§ EXERCISE GOAL
Lines from the records below that contain the word "headlight" are to be copied out.

§ EXERCISE DATA
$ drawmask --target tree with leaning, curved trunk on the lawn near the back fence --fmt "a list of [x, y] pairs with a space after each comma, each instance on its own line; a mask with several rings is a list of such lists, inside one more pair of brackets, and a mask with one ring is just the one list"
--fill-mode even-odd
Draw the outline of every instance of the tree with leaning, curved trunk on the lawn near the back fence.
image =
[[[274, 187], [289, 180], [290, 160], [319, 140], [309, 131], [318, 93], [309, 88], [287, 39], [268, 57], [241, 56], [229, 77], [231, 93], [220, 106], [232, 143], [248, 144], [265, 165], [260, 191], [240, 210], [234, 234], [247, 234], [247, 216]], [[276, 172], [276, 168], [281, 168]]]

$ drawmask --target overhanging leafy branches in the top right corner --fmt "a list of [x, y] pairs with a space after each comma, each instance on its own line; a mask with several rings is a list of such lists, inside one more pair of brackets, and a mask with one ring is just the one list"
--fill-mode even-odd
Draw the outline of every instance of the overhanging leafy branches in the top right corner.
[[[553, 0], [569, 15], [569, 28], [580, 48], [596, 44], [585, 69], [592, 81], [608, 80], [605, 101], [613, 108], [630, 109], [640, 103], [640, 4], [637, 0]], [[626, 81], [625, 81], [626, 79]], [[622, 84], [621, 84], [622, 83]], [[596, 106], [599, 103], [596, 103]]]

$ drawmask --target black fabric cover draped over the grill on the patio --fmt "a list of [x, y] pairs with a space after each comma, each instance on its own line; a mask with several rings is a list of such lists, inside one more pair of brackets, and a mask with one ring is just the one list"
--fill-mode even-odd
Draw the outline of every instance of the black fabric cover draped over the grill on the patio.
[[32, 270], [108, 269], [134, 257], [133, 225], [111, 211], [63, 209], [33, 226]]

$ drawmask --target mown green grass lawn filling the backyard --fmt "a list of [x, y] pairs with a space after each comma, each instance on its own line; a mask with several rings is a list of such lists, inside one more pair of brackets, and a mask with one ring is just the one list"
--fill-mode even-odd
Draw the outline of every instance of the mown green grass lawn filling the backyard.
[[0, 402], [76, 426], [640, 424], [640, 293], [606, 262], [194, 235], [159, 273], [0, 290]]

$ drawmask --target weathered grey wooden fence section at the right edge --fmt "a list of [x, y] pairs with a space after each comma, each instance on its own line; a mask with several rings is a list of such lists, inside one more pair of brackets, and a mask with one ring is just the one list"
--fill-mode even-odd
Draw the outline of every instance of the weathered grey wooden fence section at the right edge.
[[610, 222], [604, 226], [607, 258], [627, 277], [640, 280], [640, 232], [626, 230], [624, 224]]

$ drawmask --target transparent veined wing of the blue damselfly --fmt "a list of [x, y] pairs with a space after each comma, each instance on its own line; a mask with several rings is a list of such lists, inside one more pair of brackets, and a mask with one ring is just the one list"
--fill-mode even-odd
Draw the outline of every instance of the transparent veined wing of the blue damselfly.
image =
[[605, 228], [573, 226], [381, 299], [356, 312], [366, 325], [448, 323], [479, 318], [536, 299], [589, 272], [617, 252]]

* * *

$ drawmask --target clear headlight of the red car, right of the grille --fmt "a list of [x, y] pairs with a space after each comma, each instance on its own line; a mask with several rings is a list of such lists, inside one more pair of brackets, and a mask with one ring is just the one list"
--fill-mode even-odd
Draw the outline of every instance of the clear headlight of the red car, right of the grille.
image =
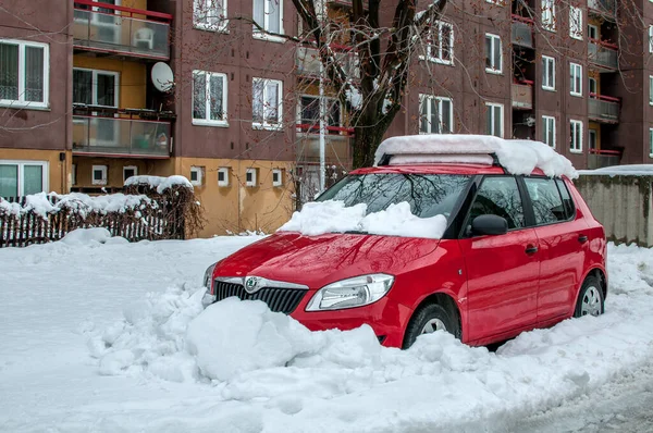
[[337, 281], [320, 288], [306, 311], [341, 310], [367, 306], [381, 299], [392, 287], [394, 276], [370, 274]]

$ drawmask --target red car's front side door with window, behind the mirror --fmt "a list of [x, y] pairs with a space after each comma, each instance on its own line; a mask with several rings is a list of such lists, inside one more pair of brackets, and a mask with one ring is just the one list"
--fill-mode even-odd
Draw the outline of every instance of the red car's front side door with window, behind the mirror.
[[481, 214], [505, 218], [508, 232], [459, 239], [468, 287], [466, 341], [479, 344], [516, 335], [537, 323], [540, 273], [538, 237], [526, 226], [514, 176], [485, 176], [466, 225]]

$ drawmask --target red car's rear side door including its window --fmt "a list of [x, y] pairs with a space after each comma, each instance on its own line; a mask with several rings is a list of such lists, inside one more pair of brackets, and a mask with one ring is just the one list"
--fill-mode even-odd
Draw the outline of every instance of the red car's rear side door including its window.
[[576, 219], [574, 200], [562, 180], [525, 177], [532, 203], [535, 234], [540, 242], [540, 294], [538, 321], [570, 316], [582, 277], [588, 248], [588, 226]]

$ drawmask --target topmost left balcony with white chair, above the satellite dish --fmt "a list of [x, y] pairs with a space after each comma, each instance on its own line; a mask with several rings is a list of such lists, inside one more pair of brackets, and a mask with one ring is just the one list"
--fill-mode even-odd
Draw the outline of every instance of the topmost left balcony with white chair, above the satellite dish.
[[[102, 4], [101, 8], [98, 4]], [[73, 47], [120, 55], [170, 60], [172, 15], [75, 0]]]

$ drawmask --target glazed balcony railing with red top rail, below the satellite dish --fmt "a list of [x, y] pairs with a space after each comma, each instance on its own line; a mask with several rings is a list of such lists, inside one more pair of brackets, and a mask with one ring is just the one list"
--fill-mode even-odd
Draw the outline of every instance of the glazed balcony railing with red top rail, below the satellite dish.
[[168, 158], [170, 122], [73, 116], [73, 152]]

§ FINAL ANSWER
$ drawmask --target clear headlight of the red car, right of the grille --fmt "a list of [x, y] pairs with a space after each comma, each instance on its own line; a mask with several rings is a list of such lists, inside one more pair of brackets, and a mask with one ring is just the one list"
Draw the outline of every instance of the clear headlight of the red car, right of the grille.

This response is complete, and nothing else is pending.